**To do**
Format everything from the first line of the entries through the line containing "[22,320,70,348]", both ends included, as a JSON list of strings with one string per line and blank lines left out.

**Data for this task**
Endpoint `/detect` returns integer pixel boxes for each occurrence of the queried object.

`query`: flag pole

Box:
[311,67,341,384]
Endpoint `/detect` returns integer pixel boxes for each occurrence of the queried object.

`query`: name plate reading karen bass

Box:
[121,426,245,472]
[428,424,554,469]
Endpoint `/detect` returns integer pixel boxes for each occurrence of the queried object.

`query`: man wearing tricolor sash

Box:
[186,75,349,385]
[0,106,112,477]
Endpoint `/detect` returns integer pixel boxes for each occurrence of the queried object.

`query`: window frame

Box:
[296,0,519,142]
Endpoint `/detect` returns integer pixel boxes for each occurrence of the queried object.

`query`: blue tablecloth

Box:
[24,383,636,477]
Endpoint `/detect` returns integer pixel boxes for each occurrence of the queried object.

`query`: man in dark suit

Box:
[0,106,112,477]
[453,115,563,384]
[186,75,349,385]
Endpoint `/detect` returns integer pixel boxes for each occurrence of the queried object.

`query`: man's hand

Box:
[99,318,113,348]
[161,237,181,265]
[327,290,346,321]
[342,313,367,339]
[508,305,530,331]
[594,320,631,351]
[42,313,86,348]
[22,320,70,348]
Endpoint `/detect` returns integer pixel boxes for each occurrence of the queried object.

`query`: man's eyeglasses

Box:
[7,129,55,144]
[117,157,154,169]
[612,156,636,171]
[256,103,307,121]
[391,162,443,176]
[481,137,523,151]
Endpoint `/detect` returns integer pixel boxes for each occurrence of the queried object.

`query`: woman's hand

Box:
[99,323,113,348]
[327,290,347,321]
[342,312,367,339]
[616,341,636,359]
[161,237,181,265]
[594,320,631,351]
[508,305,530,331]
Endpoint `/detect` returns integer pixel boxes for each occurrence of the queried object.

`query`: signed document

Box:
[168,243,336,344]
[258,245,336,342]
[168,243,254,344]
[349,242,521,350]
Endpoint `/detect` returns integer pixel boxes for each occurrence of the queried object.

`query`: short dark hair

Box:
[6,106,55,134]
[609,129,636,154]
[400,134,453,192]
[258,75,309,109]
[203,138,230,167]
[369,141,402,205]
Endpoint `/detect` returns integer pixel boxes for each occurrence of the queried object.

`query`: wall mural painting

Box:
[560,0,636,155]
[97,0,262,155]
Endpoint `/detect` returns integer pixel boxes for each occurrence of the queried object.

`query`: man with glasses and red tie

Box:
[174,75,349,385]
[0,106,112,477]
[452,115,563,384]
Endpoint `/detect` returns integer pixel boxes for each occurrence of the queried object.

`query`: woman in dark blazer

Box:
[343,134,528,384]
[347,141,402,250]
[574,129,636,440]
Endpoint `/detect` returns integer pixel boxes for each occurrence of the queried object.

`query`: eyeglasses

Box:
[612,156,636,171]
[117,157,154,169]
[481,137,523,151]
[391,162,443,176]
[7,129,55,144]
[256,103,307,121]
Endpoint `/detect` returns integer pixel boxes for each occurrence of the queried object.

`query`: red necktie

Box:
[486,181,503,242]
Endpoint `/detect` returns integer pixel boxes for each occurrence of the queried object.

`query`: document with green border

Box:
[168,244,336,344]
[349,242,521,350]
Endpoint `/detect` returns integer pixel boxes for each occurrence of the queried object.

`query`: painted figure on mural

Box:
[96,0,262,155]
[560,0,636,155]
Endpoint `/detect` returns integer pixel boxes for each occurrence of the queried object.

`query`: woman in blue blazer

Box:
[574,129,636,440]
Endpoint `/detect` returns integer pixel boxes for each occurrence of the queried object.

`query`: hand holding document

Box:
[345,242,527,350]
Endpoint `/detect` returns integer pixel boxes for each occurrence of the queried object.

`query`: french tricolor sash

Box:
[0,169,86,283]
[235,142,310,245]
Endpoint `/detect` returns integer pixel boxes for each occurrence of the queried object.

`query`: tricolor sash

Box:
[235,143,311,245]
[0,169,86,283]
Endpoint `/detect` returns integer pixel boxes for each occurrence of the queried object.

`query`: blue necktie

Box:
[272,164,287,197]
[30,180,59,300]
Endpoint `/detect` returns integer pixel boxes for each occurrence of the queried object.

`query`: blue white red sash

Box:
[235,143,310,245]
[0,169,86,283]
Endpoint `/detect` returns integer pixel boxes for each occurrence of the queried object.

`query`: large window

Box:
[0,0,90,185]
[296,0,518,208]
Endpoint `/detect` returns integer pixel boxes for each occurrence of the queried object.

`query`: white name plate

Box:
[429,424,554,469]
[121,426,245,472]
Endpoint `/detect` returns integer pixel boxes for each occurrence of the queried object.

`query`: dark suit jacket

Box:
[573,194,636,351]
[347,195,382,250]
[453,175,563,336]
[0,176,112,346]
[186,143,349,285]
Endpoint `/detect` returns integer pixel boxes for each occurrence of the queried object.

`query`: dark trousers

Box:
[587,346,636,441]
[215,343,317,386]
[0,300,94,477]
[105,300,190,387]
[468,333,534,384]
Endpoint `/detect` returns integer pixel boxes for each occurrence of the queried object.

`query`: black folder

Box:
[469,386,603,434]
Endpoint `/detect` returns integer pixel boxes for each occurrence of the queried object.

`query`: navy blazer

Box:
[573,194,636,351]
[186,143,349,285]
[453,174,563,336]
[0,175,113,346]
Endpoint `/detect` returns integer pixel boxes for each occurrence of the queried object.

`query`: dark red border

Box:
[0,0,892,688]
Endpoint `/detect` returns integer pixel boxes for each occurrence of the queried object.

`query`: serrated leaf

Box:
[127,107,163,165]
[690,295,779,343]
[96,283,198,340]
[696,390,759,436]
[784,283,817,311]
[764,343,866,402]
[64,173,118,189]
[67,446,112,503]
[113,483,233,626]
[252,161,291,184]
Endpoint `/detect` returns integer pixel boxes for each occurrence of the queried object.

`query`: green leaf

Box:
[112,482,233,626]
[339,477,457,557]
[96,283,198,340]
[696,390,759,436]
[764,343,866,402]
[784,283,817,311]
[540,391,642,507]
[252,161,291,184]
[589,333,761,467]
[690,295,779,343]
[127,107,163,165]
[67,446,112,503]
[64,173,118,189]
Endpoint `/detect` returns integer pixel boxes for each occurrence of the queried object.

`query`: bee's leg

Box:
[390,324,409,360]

**Solution for this problem**
[
  "Endpoint `/detect` returns integer pixel boxes for each occurrence of the queried object.",
  "`query`: flag pole",
  "Box:",
  "[311,67,341,384]",
  "Endpoint `/detect` returns integer pixel boxes for each occurrence of the queried object.",
  "`query`: name plate reading karen bass",
  "Box:",
  "[121,426,245,472]",
  "[428,424,554,469]",
  "Endpoint `/detect` returns integer pixel boxes for each occurrence of the queried object.",
  "`query`: man wearing tricolor sash",
  "Box:",
  "[186,75,349,385]",
  "[0,106,112,477]",
  "Endpoint `/detect` returns integer pixel boxes for each occurrence of the queried object.",
  "`query`: window frame",
  "Box:",
  "[296,0,519,142]",
  "Endpoint `/detect` returns integer pixel boxes for each occurrence of the queried object.",
  "`query`: blue tablecloth",
  "Box:",
  "[24,383,636,477]",
  "Endpoint `/detect` returns integer pixel boxes for each occurrence of the queried object.",
  "`query`: man in dark suit",
  "Box:",
  "[0,106,112,477]",
  "[453,115,563,384]",
  "[186,75,349,385]",
  "Endpoint `/detect` returns integer pixel boxes for each occurrence of the queried object.",
  "`query`: man's hand",
  "Box:",
  "[99,318,113,348]",
  "[161,237,181,265]",
  "[327,290,346,321]",
  "[342,313,367,339]",
  "[508,305,530,331]",
  "[594,320,631,351]",
  "[42,313,86,348]",
  "[22,320,70,348]"
]